Campos é uma cidade onde tradicionalistas católicos têm bastante força e adesão. Como avalia essa situação?
Eu diria que há três setores em Campos. Temos a Diocese que segue a Francisco; temos a Administração Apostólica São João Maria Vianey que também considera justificada a intervenção do Papa; e tem os tradicionalistas que estão fora dessa Administração liderada por Dom Rifan, que o hostilizam, e que até o chamam de “traidor”. Então, há esses tradicionalistas irredutíveis que já não estão dentro da Igreja Católica. Para quem não aceita o Concílio Vaticano II; quem não está com o Papa não está com a Igreja.
Campos tem dois bispos. Isto demonstra divisão ou soma dentro do catolicismo?
Na verdade, Campos não tem dois bispos diocesanos. Quem cuida da diocese e do território é um só, que sou eu. Dom Fernando Rifan, um amigo, um irmão, ele é bispo ou prelado é nomeado pelo Papa para uma circunscrição e uma administração pessoal. Ele tem jurisdição apenas sobre essas pessoas que pertencem a esse rito, e que querem permanecer nele. São duas circunscrições diferentes. Eu tenho, justamente, na pastoral jurisdição sobre eles também. Não são iguais os dois bispos. A Diocese de Campos é uma só. Claro que há certa confusão, por serem dois bispos. Seria, talvez, menos confuso, se fosse um bispo e apenas um padre responsável pela administração. Explicar isso para as pessoas é difícil, pois o cisma ainda é muito recente, foi de 1981 a 2000. Houve a paz aqui com a criação da Administração Apostólica São João Maria Vianey que foi a saída para a crise.
O senhor é a favorável ou contrário a liturgia em Latim? Por quê?
Eu não sou contrário ao Latim. O rito extraordinário agora tem mais restrições. Não foi proibido. Aqui eu não vou permiti-lo porque já existe a Administração ApostólicaSão João Maria Vianey que tem esse encargo e essa incumbência pelo próprio Papa. As pessoas que querem rezar o rito extraordinário em Latim vão na Administração Apostólica, participam de uma missa lá. Eu não farei em minhas igrejas missas do rito extraordinário. Um sacerdote que quer reza a missa em Latim não precisa pedir permissão. Volto a insistir: a polêmica não é a missa em Latim ou Português, mas rito ordinário e rito extraordinário.
Sobre a diversidade dentro do catolicismo, como observa os chamados carismáticos, progressistas (teologia da libertação) e tradicionalistas conservadores?

....

▸ TAREFA A: Organize em lista numerada as linhas da listagem abaixo, do início dela até a linha que contém "point(40, 277)", incluindo ambas as pontas e omitindo as linhas em branco. Deixe as imagens fora da resposta.

Entradas de dados extraídos
....

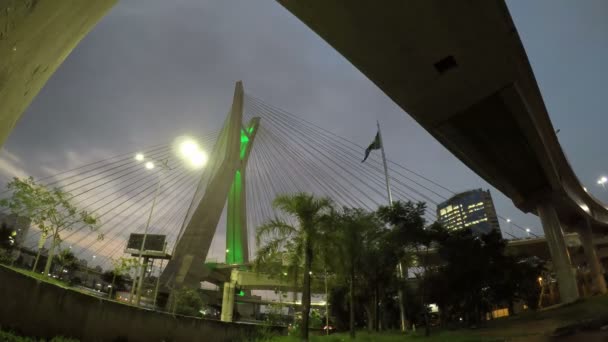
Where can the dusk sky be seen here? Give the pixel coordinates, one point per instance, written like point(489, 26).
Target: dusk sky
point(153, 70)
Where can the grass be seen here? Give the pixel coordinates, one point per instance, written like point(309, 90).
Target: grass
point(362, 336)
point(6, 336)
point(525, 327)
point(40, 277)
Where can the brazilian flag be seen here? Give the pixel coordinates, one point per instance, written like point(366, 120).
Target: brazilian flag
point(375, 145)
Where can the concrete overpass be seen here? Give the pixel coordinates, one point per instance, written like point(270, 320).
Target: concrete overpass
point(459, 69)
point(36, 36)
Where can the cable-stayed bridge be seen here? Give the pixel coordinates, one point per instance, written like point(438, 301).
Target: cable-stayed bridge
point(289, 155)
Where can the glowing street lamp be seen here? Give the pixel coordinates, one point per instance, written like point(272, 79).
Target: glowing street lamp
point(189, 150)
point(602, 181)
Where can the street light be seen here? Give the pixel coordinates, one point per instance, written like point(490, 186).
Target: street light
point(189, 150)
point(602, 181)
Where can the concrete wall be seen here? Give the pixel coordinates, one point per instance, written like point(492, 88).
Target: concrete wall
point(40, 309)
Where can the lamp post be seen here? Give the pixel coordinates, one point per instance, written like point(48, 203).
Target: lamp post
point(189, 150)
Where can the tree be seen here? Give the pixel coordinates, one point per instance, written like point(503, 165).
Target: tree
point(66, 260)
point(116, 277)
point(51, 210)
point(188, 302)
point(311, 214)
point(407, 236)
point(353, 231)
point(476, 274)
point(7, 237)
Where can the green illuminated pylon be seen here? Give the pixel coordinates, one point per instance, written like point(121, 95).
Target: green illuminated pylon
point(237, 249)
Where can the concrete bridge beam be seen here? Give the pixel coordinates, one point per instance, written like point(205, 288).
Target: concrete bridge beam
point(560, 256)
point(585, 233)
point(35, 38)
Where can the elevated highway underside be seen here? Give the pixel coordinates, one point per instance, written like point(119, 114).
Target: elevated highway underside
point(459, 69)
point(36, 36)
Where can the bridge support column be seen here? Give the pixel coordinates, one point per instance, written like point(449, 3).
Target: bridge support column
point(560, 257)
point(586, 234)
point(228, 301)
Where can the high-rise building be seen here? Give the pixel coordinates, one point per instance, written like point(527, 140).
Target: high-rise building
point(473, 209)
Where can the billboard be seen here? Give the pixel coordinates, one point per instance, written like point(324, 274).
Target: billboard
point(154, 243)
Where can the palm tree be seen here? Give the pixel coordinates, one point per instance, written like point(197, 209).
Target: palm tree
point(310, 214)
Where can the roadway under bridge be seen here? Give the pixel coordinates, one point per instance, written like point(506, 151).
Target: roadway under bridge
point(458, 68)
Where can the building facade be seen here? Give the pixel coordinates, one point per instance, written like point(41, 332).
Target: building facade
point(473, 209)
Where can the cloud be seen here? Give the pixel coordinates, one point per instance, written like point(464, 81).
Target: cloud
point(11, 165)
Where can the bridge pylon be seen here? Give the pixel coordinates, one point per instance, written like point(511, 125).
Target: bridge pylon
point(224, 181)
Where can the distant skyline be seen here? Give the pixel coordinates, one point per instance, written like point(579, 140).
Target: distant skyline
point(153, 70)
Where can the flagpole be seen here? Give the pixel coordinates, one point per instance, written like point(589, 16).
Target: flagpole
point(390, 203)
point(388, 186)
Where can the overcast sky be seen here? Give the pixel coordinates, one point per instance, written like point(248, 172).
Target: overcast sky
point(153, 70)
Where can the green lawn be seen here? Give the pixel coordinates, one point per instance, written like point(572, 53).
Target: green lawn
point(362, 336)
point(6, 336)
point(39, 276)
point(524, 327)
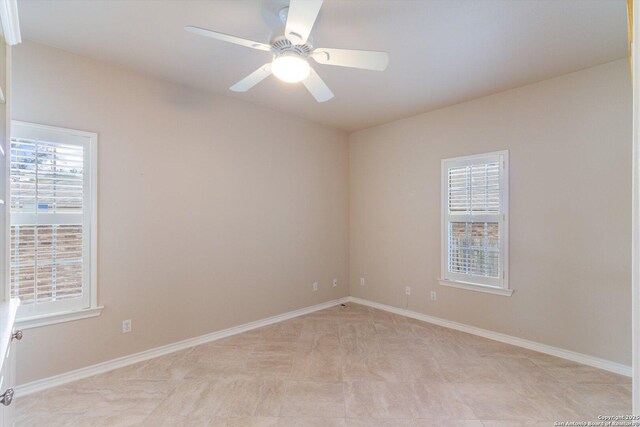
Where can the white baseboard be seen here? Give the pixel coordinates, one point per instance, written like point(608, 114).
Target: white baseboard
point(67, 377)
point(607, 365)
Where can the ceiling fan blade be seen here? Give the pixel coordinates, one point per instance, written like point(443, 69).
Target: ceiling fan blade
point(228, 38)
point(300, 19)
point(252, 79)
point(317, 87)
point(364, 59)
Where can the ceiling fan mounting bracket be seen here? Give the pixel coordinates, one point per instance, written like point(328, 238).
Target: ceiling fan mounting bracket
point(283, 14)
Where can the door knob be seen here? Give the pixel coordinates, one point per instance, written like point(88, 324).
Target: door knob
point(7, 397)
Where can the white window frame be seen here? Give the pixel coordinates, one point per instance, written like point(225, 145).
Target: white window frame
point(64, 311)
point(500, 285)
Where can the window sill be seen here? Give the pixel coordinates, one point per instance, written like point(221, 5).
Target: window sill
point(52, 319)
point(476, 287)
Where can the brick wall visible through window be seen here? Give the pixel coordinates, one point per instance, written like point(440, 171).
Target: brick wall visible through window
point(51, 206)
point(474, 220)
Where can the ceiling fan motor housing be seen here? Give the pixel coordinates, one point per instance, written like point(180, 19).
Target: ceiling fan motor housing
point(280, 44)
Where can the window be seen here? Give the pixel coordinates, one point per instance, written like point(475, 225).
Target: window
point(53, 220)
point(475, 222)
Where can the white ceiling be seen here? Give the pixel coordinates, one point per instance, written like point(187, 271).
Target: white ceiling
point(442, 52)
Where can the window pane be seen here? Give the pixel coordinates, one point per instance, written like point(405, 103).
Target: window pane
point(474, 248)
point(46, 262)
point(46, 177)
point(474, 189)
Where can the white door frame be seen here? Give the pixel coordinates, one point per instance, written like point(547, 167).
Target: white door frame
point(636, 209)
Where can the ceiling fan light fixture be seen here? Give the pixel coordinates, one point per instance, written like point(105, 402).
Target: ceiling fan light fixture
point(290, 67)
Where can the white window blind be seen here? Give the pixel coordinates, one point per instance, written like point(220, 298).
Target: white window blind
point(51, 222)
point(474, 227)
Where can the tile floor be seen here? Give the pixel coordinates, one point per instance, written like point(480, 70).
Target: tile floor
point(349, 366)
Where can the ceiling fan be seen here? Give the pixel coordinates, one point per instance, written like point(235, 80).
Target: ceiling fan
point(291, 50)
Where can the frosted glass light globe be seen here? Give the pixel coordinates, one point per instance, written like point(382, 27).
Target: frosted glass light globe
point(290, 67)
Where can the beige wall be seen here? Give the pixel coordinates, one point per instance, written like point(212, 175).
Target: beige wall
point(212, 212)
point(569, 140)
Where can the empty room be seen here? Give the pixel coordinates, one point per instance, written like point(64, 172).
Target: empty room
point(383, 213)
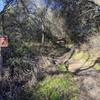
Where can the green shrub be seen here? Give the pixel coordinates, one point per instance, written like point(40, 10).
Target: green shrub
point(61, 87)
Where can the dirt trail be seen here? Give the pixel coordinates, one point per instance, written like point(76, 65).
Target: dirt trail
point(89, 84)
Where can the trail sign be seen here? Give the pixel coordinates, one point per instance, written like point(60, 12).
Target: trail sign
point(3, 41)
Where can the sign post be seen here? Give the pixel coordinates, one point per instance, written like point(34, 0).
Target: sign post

....

▸ TAREFA B: Retome a entrevista sobre os católicos de Campos a partir do ponto em que ela para.

▸ RESULTADO FINAL A:
1. Where can the dusk sky be seen here? Give the pixel coordinates, one point per instance, written like point(489, 26).
2. Target: dusk sky
3. point(153, 70)
4. Where can the grass be seen here? Give the pixel coordinates, one point per instance, written like point(309, 90).
5. Target: grass
6. point(362, 336)
7. point(6, 336)
8. point(525, 327)
9. point(40, 277)

▸ RESULTADO FINAL B:
A palavra “católico” quer dizer universal. Sempre a Igreja Catolica comportou escolas de espirituaides e teológicas,e tendências de movimentos diferenciados, como a Renovação Carismática, que é mais que um movimento, e que tem sua importância e finalidade: o batismo no Espírito Santo, os carismas, os dons. Mas há também a Teologia da Libertação ou Teologia do Povo, descanônica, que o Papa Francisco aceita. O Papa João Paulo II considerava a Teologia da Libertação conveniente e necessária. Uma verdadeira Teologia da Libertação também é importante. Ser progressista ou ser conservador também depende do tema da circustância. Eu sou como dizia Dom Boaventura Kloppenburg, “eu sou conservador na família, na moral, na ecologia, da vida, mas sou libertador porque quero a justiça social,a reforma agrária, a democracia participativa”. Todo cristão pode ser ao mesmo tempo progressista e conservador. Acredito que ninguém progressista em tudo, e ninguém é conservador em tudo. Hoje, essa distinção depende muito do contexto, da conjuntura. Essas categorias só servem para dividir e nós precisamos mais de diálogo, um debate mais aberto, sobretudo fundamentado na Palavra de Deus, na espiritualidade. Não devemos esquecer que somos todos irmãos.
Em dois milênios a Igreja Católica atravessou várias crises. Essa última manifestação de Francisco que revê decisão de Bento 16 sobre o uso do Latim seria mais uma?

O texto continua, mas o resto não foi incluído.